━━━━━ Lesetext ━━━━━
Sie weiß nicht, was sie sagt

Poesiealbumssätze statt interessierter Fragen: Kulturstaatsministerin Christina Weiss unterhielt sich Mittwochabend mit den Kunstsammlern Heinz Berggruen und Friedrich Christian Flick im Kanzleramt

Der Mann gibt nicht auf. Hartnäckig verfolgt Bundeskanzler Gerhard Schröder sein Projekt „Kultur im Kanzleramt“ und stiftete nun seine Kulturstaatsministerin zu einer neuen Veranstaltungsreihe mit dem sinnigen Titel „Es gilt das gesprochene Wort“ an. Im angemessen kleinen Kreis von vielleicht 200 geladenen Gästen moderierte Christina Weiss also am Mittwochabend im Kanzleramt ein Gespräch zwischen den Kunstsammlern Heinz Berggruen und Friedrich Christian Flick. Die Berliner Kunstszene glänzte, mit Ausnahme des Galeristen und Politgrafikers Klaus Staeck, des Vizepräsidenten der Akademie der Künste Matthias Flügge, des Präsidenten der Stiftung Preußischer Kulturbesitz Klaus-Dieter Lehmann und des Generaldirektors der Staatlichen Museen zu Berlin Peter-Klaus Schuster, durch Abwesenheit. Ihr schwante, dass die Frage „Kunst sammeln: Leidenschaft oder Verpflichtung?“ nicht weit führen würde.
━━━━━
Aufgaben:
(a) Beantworte zum Lesetext diese Fragen:
(i) Welchen Titel trägt die neue Veranstaltungsreihe?
(ii) Wie viele geladene Gäste waren ungefähr anwesend?
(iii) Welche Frage sollte an dem Abend erörtert werden?
(b) Gib den Abschnitt des Lesetexts wortgetreu wieder, der bei „Der Mann gibt“ beginnt und bei „weit führen würde.“ endet.
━━━━━ Bereitgestellte Daten ━━━━━
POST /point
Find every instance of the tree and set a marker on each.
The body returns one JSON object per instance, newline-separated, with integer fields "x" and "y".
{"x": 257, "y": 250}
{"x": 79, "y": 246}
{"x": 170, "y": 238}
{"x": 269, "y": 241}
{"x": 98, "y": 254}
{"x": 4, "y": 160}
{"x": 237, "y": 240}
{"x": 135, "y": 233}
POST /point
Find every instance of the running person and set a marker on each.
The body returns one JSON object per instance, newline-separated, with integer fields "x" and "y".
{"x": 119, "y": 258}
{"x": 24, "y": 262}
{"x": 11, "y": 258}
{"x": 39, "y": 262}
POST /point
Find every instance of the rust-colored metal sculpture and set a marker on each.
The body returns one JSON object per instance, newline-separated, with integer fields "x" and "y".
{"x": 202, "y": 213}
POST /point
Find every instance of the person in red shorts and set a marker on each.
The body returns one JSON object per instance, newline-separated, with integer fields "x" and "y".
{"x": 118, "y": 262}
━━━━━
Lösungen:
(a)
(i) „Es gilt das gesprochene Wort“
(ii) Vielleicht 200
(iii) „Kunst sammeln: Leidenschaft oder Verpflichtung?“

(b)
Der Mann gibt nicht auf. Hartnäckig verfolgt Bundeskanzler Gerhard Schröder sein Projekt „Kultur im Kanzleramt“ und stiftete nun seine Kulturstaatsministerin zu einer neuen Veranstaltungsreihe mit dem sinnigen Titel „Es gilt das gesprochene Wort“ an. Im angemessen kleinen Kreis von vielleicht 200 geladenen Gästen moderierte Christina Weiss also am Mittwochabend im Kanzleramt ein Gespräch zwischen den Kunstsammlern Heinz Berggruen und Friedrich Christian Flick. Die Berliner Kunstszene glänzte, mit Ausnahme des Galeristen und Politgrafikers Klaus Staeck, des Vizepräsidenten der Akademie der Künste Matthias Flügge, des Präsidenten der Stiftung Preußischer Kulturbesitz Klaus-Dieter Lehmann und des Generaldirektors der Staatlichen Museen zu Berlin Peter-Klaus Schuster, durch Abwesenheit. Ihr schwante, dass die Frage „Kunst sammeln: Leidenschaft oder Verpflichtung?“ nicht weit führen würde.